Assigned task: What number of lines in the listing contain "serving"? Answer with that number only.

The records:
• • • •

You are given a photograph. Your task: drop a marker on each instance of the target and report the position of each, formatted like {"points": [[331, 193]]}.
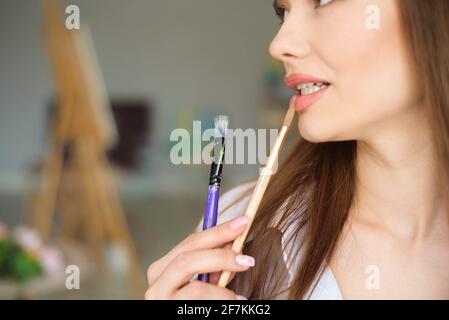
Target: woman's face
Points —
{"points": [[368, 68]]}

• • • •

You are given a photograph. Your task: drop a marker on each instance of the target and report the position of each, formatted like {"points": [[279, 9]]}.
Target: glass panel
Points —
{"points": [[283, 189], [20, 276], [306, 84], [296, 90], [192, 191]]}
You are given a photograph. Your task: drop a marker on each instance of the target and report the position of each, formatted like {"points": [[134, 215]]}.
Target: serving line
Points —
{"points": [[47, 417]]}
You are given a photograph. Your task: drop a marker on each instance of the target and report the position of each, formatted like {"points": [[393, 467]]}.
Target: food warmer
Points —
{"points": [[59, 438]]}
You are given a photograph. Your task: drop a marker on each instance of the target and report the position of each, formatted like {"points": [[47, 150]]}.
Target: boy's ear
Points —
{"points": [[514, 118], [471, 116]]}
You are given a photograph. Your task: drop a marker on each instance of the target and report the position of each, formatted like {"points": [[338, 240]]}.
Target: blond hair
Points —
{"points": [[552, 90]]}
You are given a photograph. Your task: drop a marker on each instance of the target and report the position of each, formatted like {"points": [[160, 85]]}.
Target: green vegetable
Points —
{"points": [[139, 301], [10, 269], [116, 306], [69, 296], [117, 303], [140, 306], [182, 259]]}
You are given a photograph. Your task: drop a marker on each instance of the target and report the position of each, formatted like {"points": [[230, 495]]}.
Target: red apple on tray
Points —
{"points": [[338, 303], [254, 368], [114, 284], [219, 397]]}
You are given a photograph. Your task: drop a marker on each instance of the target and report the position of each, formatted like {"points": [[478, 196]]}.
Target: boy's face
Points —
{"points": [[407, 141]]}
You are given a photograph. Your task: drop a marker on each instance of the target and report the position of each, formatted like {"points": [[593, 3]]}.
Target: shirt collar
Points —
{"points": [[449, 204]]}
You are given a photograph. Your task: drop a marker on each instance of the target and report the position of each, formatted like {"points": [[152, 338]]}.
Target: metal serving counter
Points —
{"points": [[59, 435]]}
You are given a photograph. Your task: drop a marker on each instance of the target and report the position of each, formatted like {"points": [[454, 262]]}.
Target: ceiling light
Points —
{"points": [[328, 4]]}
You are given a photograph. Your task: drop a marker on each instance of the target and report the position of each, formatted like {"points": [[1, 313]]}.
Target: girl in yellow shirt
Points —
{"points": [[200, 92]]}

• • • •

Task solution: 2